PAGE EXTRACT
* Begin *
Usually a story goes cold before all the facts leak out. In this case, we still had all the different versions fresh in our minds. Consequently, just who was being served by which version was plain to see. This became the inspiration for collaboration with my partner, writer/filmmaker John Greyson. “On Message” was produced in response to the versioning of these events and others like them. It is an animation using the same set of 30 odd drawings, images that were shuffled and reshuffled. Subtitles were used in each version to redirect the viewers’ interpretation of each image. The different image/text combinations tell four different stories, utilizing the well-known principle of the Kuleshov effect.
Lev Kuleshov, the early Russian filmmaker, demonstrated that by splicing two unrelated shots together, a third meaning could be conveyed. Kuleshov took a single close-up of a then-famous actor, Ivan Mozhukhin, wearing a neutral expression, and cut it together with each of four other shots: a bowl of soup, a girl, a teddy bear and a coffin. Even though the shot of the actor was exactly the same in each version, viewers still believed that he was portraying very different emotions: hunger, tenderness, grief.
Our four “film” versions, adopting different popular genres, are as follows: a melodrama about the emotional fallout of two witnesses to a de Menezes-type police killing; a musical about groovy gay boys making the scene; a cop show about the chase and arrest of a suspect; a news report about soldiers on leave in Iraq. The source material for the drawings is culled from a process of intuitive Google searches, scanning the web using associative subject terms, as well as images taken from various news sources and re-enacted dramatizations.
* End *
GIVEN DATA
* Begin *
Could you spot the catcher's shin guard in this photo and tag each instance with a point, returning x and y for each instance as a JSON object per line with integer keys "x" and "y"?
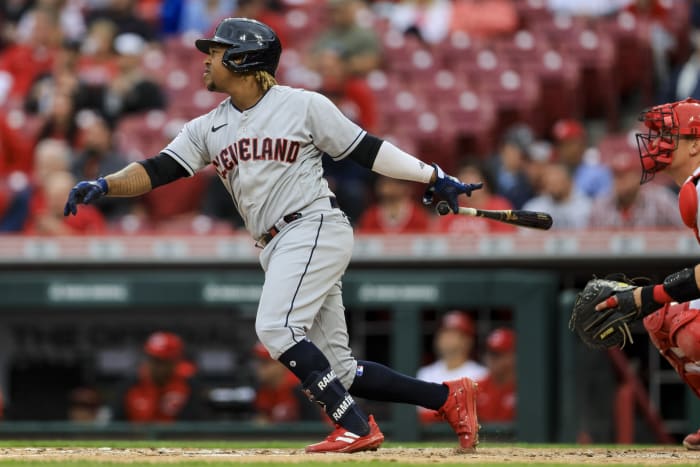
{"x": 675, "y": 331}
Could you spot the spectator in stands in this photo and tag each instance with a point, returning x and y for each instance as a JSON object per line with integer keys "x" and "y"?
{"x": 569, "y": 208}
{"x": 30, "y": 55}
{"x": 99, "y": 156}
{"x": 662, "y": 40}
{"x": 130, "y": 91}
{"x": 164, "y": 391}
{"x": 589, "y": 176}
{"x": 453, "y": 346}
{"x": 97, "y": 64}
{"x": 123, "y": 14}
{"x": 48, "y": 219}
{"x": 201, "y": 16}
{"x": 278, "y": 395}
{"x": 396, "y": 210}
{"x": 428, "y": 20}
{"x": 509, "y": 166}
{"x": 358, "y": 46}
{"x": 628, "y": 206}
{"x": 496, "y": 401}
{"x": 26, "y": 195}
{"x": 268, "y": 12}
{"x": 684, "y": 81}
{"x": 484, "y": 18}
{"x": 84, "y": 405}
{"x": 472, "y": 171}
{"x": 60, "y": 122}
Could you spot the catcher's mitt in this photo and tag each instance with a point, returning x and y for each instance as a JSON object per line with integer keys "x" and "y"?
{"x": 609, "y": 327}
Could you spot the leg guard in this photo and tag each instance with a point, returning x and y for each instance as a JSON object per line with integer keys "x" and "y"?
{"x": 675, "y": 331}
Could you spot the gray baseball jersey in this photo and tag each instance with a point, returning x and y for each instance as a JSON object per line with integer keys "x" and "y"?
{"x": 268, "y": 156}
{"x": 269, "y": 159}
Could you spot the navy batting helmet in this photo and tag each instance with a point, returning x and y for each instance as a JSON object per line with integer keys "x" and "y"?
{"x": 252, "y": 45}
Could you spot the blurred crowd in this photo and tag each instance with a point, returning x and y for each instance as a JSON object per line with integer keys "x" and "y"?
{"x": 167, "y": 385}
{"x": 533, "y": 97}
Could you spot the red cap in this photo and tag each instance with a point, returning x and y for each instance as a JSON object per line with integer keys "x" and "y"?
{"x": 458, "y": 320}
{"x": 164, "y": 345}
{"x": 260, "y": 351}
{"x": 568, "y": 129}
{"x": 501, "y": 340}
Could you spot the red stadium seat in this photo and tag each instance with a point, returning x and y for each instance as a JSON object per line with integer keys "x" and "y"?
{"x": 634, "y": 62}
{"x": 559, "y": 78}
{"x": 474, "y": 117}
{"x": 595, "y": 53}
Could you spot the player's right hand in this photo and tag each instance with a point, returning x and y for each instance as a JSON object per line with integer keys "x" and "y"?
{"x": 448, "y": 188}
{"x": 83, "y": 193}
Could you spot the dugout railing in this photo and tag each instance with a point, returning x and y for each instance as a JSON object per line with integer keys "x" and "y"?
{"x": 535, "y": 275}
{"x": 403, "y": 293}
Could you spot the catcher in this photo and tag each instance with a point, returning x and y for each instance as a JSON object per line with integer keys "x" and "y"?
{"x": 671, "y": 310}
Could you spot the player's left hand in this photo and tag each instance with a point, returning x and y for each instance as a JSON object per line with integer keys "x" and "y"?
{"x": 448, "y": 188}
{"x": 84, "y": 192}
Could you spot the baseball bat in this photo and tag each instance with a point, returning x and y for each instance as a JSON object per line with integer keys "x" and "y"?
{"x": 519, "y": 217}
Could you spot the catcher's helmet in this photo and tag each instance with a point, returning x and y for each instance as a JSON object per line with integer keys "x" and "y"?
{"x": 666, "y": 124}
{"x": 252, "y": 45}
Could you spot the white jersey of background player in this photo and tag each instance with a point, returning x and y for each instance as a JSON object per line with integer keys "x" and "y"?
{"x": 266, "y": 142}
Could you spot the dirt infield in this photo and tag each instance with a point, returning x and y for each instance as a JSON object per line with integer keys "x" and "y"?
{"x": 486, "y": 455}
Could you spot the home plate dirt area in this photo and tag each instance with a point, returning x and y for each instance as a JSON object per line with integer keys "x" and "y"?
{"x": 657, "y": 455}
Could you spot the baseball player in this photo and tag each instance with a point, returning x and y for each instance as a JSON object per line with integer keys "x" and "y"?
{"x": 671, "y": 310}
{"x": 265, "y": 142}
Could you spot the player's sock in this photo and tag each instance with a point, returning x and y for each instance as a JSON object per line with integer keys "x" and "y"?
{"x": 322, "y": 385}
{"x": 380, "y": 383}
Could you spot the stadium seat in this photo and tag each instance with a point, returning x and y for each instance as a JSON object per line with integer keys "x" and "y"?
{"x": 559, "y": 78}
{"x": 633, "y": 54}
{"x": 474, "y": 117}
{"x": 595, "y": 53}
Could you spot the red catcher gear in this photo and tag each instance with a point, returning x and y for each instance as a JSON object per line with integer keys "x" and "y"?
{"x": 666, "y": 124}
{"x": 675, "y": 331}
{"x": 164, "y": 345}
{"x": 459, "y": 321}
{"x": 688, "y": 203}
{"x": 496, "y": 402}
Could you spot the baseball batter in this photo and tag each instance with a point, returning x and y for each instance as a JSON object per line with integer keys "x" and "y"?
{"x": 266, "y": 142}
{"x": 671, "y": 310}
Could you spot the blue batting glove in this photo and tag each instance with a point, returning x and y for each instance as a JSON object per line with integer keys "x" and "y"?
{"x": 84, "y": 193}
{"x": 448, "y": 188}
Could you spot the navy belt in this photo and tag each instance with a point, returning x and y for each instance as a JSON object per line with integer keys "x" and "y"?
{"x": 282, "y": 223}
{"x": 279, "y": 225}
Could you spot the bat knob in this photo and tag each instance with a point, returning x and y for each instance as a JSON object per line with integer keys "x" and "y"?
{"x": 442, "y": 208}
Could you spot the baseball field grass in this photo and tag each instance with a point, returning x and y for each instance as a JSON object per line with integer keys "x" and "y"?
{"x": 104, "y": 453}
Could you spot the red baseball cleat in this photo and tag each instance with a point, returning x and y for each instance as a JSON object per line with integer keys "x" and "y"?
{"x": 342, "y": 440}
{"x": 460, "y": 411}
{"x": 692, "y": 441}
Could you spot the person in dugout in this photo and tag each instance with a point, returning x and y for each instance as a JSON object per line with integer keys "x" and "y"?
{"x": 164, "y": 391}
{"x": 496, "y": 399}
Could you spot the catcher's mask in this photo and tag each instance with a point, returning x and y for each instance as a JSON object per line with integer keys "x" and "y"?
{"x": 666, "y": 124}
{"x": 252, "y": 45}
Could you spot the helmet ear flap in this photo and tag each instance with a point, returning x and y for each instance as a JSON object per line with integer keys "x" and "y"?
{"x": 232, "y": 60}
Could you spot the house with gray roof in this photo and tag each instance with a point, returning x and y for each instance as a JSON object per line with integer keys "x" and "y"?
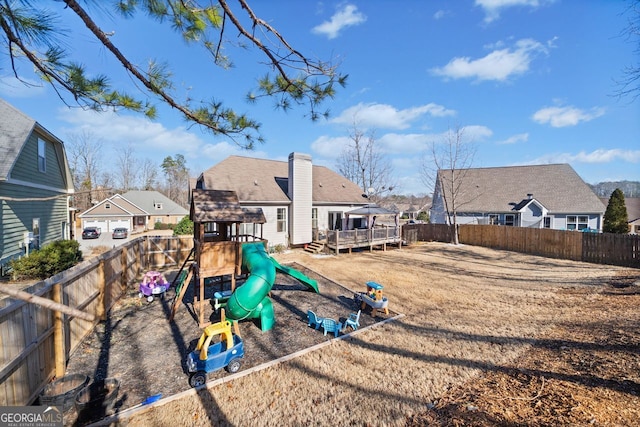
{"x": 539, "y": 196}
{"x": 136, "y": 211}
{"x": 35, "y": 185}
{"x": 299, "y": 200}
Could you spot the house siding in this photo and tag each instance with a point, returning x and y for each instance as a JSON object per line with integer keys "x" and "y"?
{"x": 26, "y": 165}
{"x": 300, "y": 187}
{"x": 16, "y": 218}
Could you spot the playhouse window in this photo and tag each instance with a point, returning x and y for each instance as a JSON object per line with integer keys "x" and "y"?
{"x": 509, "y": 220}
{"x": 282, "y": 220}
{"x": 314, "y": 218}
{"x": 42, "y": 156}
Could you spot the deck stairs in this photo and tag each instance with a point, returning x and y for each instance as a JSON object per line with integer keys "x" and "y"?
{"x": 314, "y": 247}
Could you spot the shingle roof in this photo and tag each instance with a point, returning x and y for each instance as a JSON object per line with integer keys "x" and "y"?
{"x": 260, "y": 180}
{"x": 15, "y": 128}
{"x": 494, "y": 190}
{"x": 222, "y": 206}
{"x": 146, "y": 201}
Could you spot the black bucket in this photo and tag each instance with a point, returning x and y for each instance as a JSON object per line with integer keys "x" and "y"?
{"x": 63, "y": 391}
{"x": 99, "y": 396}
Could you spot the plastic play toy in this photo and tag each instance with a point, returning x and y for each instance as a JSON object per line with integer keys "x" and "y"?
{"x": 209, "y": 357}
{"x": 373, "y": 298}
{"x": 153, "y": 284}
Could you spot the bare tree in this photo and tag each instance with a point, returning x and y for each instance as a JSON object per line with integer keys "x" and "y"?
{"x": 445, "y": 168}
{"x": 126, "y": 168}
{"x": 177, "y": 179}
{"x": 30, "y": 32}
{"x": 630, "y": 84}
{"x": 148, "y": 176}
{"x": 363, "y": 163}
{"x": 84, "y": 159}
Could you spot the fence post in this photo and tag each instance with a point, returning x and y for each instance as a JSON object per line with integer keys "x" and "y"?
{"x": 58, "y": 332}
{"x": 101, "y": 312}
{"x": 125, "y": 273}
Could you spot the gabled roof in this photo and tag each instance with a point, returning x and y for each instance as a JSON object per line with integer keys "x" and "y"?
{"x": 524, "y": 203}
{"x": 260, "y": 180}
{"x": 495, "y": 190}
{"x": 118, "y": 206}
{"x": 148, "y": 200}
{"x": 15, "y": 128}
{"x": 222, "y": 206}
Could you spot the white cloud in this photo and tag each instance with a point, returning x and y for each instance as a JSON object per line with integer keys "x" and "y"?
{"x": 559, "y": 117}
{"x": 383, "y": 116}
{"x": 440, "y": 14}
{"x": 330, "y": 147}
{"x": 596, "y": 156}
{"x": 12, "y": 87}
{"x": 346, "y": 17}
{"x": 475, "y": 133}
{"x": 500, "y": 65}
{"x": 492, "y": 8}
{"x": 150, "y": 140}
{"x": 521, "y": 137}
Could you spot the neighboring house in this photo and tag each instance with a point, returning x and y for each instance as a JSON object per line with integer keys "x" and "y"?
{"x": 299, "y": 200}
{"x": 35, "y": 185}
{"x": 541, "y": 196}
{"x": 134, "y": 210}
{"x": 633, "y": 212}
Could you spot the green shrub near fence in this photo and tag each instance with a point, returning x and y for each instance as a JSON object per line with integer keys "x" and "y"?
{"x": 48, "y": 261}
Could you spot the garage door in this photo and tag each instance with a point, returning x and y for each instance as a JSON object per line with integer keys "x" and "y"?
{"x": 119, "y": 223}
{"x": 102, "y": 225}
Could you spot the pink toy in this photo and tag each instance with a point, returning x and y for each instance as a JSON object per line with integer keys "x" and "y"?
{"x": 153, "y": 283}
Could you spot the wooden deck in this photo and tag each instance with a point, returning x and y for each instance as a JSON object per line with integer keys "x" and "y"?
{"x": 362, "y": 238}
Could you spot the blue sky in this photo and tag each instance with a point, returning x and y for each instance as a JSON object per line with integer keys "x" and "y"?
{"x": 530, "y": 81}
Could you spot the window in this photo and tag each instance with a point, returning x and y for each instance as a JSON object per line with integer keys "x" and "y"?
{"x": 42, "y": 156}
{"x": 282, "y": 220}
{"x": 575, "y": 222}
{"x": 35, "y": 230}
{"x": 314, "y": 218}
{"x": 509, "y": 220}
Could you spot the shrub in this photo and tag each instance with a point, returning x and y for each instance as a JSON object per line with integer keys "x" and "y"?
{"x": 185, "y": 226}
{"x": 48, "y": 261}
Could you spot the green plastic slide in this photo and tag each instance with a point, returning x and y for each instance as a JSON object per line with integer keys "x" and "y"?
{"x": 250, "y": 300}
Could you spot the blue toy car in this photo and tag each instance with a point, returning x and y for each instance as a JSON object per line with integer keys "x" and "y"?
{"x": 209, "y": 357}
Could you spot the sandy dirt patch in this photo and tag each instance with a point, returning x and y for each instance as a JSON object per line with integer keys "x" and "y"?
{"x": 488, "y": 338}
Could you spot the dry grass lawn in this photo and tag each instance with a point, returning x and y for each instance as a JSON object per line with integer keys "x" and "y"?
{"x": 472, "y": 316}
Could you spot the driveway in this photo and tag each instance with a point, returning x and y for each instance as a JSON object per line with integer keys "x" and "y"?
{"x": 105, "y": 239}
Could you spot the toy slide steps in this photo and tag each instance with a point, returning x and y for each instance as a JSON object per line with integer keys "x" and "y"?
{"x": 310, "y": 283}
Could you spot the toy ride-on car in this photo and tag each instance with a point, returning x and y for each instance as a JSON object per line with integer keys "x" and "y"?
{"x": 153, "y": 284}
{"x": 209, "y": 357}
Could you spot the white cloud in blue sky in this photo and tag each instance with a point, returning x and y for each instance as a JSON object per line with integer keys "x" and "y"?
{"x": 383, "y": 116}
{"x": 500, "y": 64}
{"x": 346, "y": 16}
{"x": 597, "y": 156}
{"x": 493, "y": 8}
{"x": 559, "y": 117}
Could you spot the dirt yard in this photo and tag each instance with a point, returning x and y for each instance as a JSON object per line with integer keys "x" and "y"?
{"x": 487, "y": 338}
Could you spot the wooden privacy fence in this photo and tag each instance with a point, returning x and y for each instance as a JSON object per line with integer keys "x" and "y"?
{"x": 36, "y": 342}
{"x": 599, "y": 248}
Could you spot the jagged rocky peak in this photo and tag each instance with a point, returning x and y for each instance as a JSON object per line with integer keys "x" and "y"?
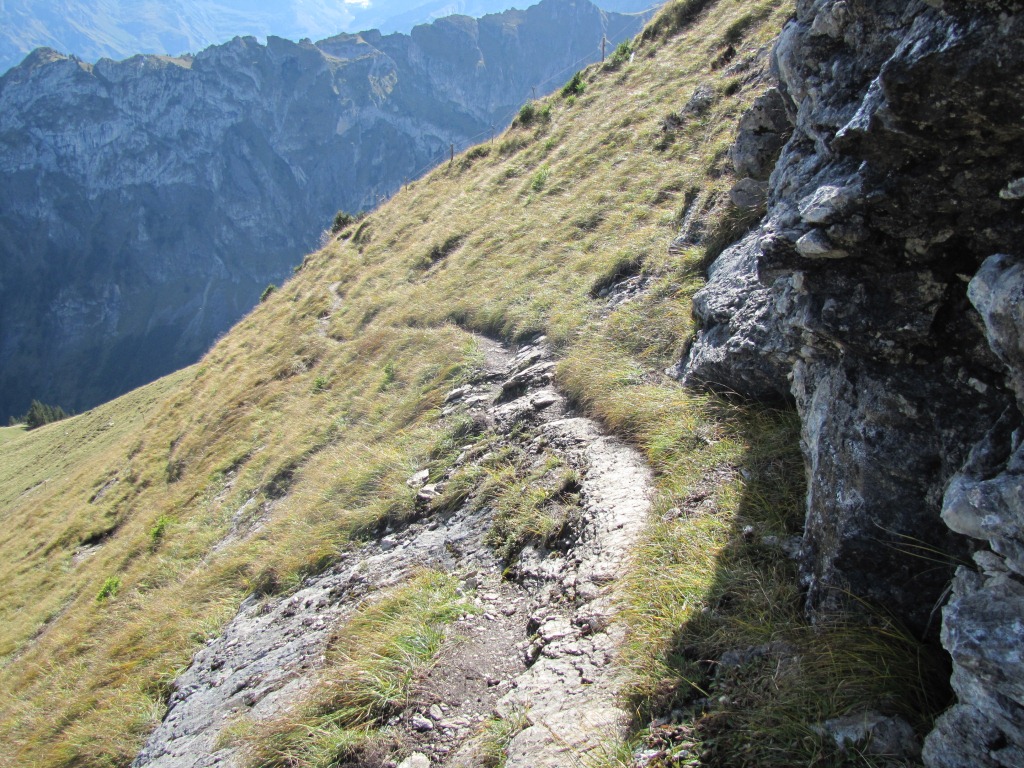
{"x": 883, "y": 291}
{"x": 145, "y": 204}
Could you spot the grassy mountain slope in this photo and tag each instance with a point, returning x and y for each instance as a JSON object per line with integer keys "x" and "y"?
{"x": 132, "y": 532}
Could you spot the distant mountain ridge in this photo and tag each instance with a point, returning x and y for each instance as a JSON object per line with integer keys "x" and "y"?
{"x": 113, "y": 29}
{"x": 145, "y": 204}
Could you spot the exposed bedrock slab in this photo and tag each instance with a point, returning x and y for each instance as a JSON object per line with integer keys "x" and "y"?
{"x": 899, "y": 188}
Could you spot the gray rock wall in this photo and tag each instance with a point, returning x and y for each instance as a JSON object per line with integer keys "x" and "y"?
{"x": 883, "y": 292}
{"x": 145, "y": 204}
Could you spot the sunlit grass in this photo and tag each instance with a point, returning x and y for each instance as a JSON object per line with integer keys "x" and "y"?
{"x": 295, "y": 435}
{"x": 372, "y": 664}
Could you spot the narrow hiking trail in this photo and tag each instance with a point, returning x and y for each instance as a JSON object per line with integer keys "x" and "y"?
{"x": 542, "y": 641}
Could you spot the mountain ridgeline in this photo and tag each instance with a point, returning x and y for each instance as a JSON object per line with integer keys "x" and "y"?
{"x": 144, "y": 205}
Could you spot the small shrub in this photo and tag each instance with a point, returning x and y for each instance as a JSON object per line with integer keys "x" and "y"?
{"x": 342, "y": 220}
{"x": 40, "y": 414}
{"x": 539, "y": 179}
{"x": 527, "y": 113}
{"x": 623, "y": 52}
{"x": 574, "y": 87}
{"x": 158, "y": 529}
{"x": 110, "y": 589}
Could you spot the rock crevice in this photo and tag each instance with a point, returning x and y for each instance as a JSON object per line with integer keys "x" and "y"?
{"x": 883, "y": 293}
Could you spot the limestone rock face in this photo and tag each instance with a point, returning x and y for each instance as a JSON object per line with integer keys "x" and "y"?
{"x": 884, "y": 290}
{"x": 145, "y": 204}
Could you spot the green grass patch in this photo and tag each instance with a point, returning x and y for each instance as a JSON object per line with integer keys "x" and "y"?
{"x": 373, "y": 664}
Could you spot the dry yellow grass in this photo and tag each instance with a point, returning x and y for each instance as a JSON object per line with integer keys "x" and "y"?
{"x": 132, "y": 532}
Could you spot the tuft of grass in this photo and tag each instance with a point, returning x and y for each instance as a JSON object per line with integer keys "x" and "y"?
{"x": 574, "y": 87}
{"x": 207, "y": 445}
{"x": 621, "y": 55}
{"x": 109, "y": 590}
{"x": 497, "y": 733}
{"x": 372, "y": 666}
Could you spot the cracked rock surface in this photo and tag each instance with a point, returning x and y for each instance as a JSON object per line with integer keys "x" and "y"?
{"x": 883, "y": 293}
{"x": 542, "y": 641}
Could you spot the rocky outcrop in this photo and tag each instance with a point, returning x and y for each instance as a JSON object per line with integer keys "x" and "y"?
{"x": 883, "y": 293}
{"x": 543, "y": 642}
{"x": 144, "y": 205}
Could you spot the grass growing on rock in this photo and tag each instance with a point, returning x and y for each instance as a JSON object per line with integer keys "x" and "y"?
{"x": 372, "y": 665}
{"x": 293, "y": 438}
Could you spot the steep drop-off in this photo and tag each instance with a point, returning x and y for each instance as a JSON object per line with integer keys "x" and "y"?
{"x": 294, "y": 454}
{"x": 884, "y": 292}
{"x": 144, "y": 205}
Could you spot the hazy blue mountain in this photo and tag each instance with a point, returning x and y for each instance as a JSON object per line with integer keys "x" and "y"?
{"x": 118, "y": 29}
{"x": 145, "y": 204}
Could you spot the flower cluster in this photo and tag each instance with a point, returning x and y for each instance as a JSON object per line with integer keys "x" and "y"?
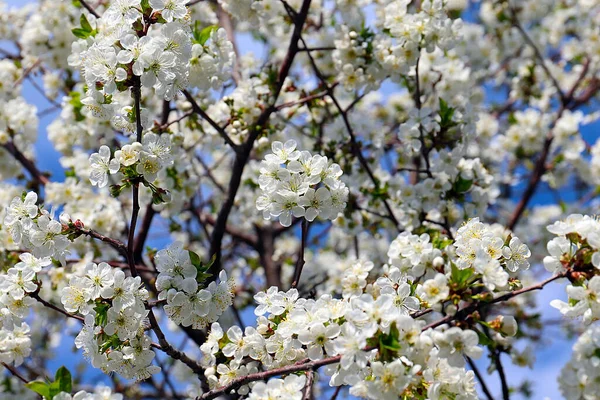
{"x": 296, "y": 328}
{"x": 100, "y": 393}
{"x": 17, "y": 284}
{"x": 279, "y": 389}
{"x": 35, "y": 228}
{"x": 489, "y": 253}
{"x": 145, "y": 160}
{"x": 178, "y": 283}
{"x": 113, "y": 337}
{"x": 299, "y": 184}
{"x": 579, "y": 377}
{"x": 576, "y": 247}
{"x": 156, "y": 52}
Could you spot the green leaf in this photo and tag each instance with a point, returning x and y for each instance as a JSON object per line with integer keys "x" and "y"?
{"x": 81, "y": 33}
{"x": 40, "y": 388}
{"x": 63, "y": 378}
{"x": 101, "y": 314}
{"x": 460, "y": 276}
{"x": 85, "y": 24}
{"x": 484, "y": 340}
{"x": 195, "y": 259}
{"x": 462, "y": 185}
{"x": 202, "y": 36}
{"x": 446, "y": 114}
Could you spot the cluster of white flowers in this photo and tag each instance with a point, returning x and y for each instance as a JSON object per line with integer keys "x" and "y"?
{"x": 299, "y": 184}
{"x": 296, "y": 328}
{"x": 211, "y": 64}
{"x": 16, "y": 285}
{"x": 160, "y": 59}
{"x": 100, "y": 393}
{"x": 576, "y": 247}
{"x": 412, "y": 255}
{"x": 178, "y": 283}
{"x": 146, "y": 159}
{"x": 113, "y": 336}
{"x": 579, "y": 378}
{"x": 279, "y": 389}
{"x": 35, "y": 228}
{"x": 490, "y": 253}
{"x": 363, "y": 58}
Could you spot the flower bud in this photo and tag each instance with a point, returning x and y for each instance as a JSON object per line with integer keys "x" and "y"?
{"x": 508, "y": 325}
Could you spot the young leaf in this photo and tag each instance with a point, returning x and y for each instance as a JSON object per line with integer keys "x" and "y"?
{"x": 85, "y": 24}
{"x": 63, "y": 377}
{"x": 40, "y": 388}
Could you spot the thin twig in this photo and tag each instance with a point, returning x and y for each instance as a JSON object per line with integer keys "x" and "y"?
{"x": 89, "y": 8}
{"x": 15, "y": 372}
{"x": 300, "y": 261}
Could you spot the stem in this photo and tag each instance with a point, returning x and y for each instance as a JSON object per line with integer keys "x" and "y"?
{"x": 36, "y": 296}
{"x": 164, "y": 344}
{"x": 300, "y": 262}
{"x": 15, "y": 372}
{"x": 480, "y": 378}
{"x": 503, "y": 381}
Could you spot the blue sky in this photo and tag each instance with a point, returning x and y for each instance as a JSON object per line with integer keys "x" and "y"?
{"x": 551, "y": 356}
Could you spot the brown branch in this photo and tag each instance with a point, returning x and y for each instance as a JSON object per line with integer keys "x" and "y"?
{"x": 36, "y": 296}
{"x": 462, "y": 313}
{"x": 116, "y": 244}
{"x": 540, "y": 167}
{"x": 480, "y": 378}
{"x": 353, "y": 142}
{"x": 89, "y": 8}
{"x": 310, "y": 379}
{"x": 306, "y": 99}
{"x": 538, "y": 55}
{"x": 198, "y": 110}
{"x": 500, "y": 369}
{"x": 300, "y": 261}
{"x": 15, "y": 372}
{"x": 140, "y": 240}
{"x": 35, "y": 173}
{"x": 303, "y": 365}
{"x": 227, "y": 24}
{"x": 255, "y": 130}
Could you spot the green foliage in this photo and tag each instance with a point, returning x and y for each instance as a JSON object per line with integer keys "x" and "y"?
{"x": 62, "y": 383}
{"x": 201, "y": 36}
{"x": 201, "y": 268}
{"x": 86, "y": 30}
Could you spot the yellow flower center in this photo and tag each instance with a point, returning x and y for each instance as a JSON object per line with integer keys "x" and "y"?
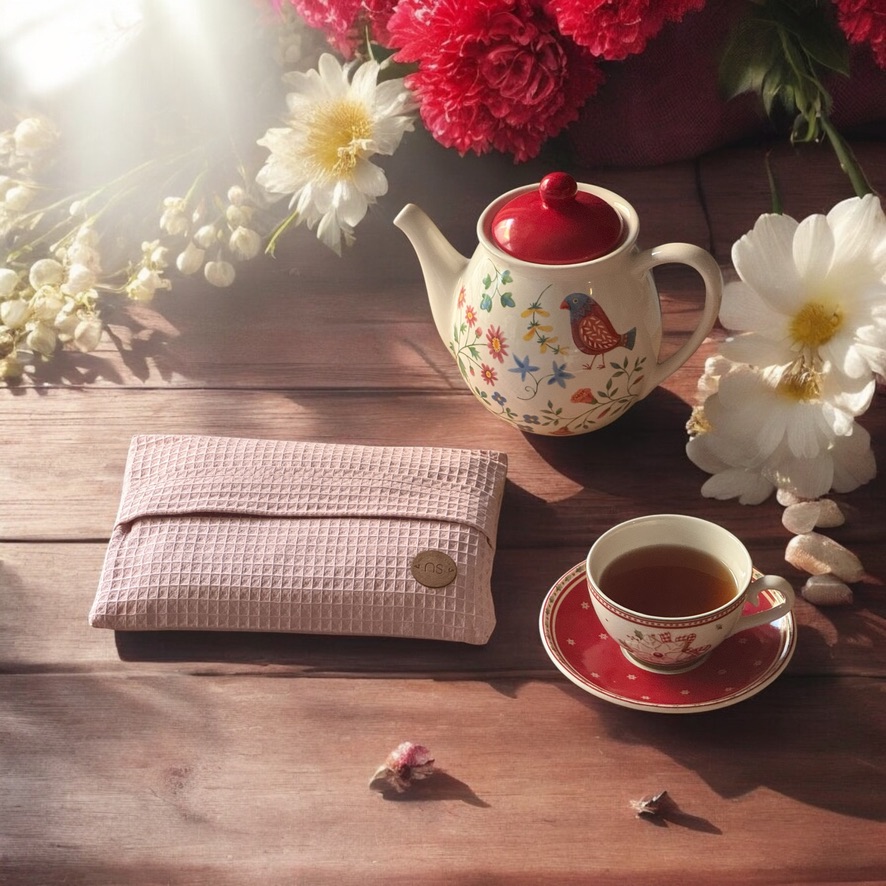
{"x": 698, "y": 422}
{"x": 339, "y": 133}
{"x": 801, "y": 382}
{"x": 815, "y": 324}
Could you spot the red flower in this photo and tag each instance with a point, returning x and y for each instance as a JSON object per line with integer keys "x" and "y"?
{"x": 864, "y": 21}
{"x": 493, "y": 74}
{"x": 343, "y": 21}
{"x": 615, "y": 29}
{"x": 496, "y": 343}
* End *
WHAT IS NEEDED
Carry on the account of the animation "On Message" and its four versions, starting after its last sentence.

REPLY TO THE EXERCISE
The drawings re-create the look of four-color reproduction through the use of a homemade separation technique. They are done as rubbings using window screening and crayons. Initially I developed the technique to give them the look of published photos; it was my response to the lack of photographic evidence of the war in the print media. Information was really only available on websites at that time. The disposability of these media images is in stark contrast to the effects on the lives of those involved. The color-shifts toward the pastel that occur as a result of the process make the violent imagery easier to look at. Rather than being repulsed by the pictures, the color palette slows down our reading of the imagery and lets the meanings sink in. For most of us these are not part of our personal experience, but we must, I think, take it personally. With the drawings in “On Message,” I have shifted away from choosing specifically violent images to work from, toward more mainstream media representations of recent events. At the same time, I adapted the technique and this new image selection approach to animation, restoring motion to still images and allowing them to come back to life.
At this juncture in history with the “war on terror” at a safe distance, viewed through the wrong end of a telescope, our access has never been more up close and personal. I find myself playing the spin-doctors’ game. Hence the aim of the work I have chosen to display below should operate as a feedback loop or an echo response using the lessons of Kuleshov. My intention is to unpack the mechanism by which special interests are served and to confront my own contradictions. Incapable of seeing the big picture, it seems necessary for us to edit together as many small pictures as we can, to start seeing them in some sort of sequence. But we must then also scramble them, reshuffle, re-edit, remind ourselves that the order can/must change.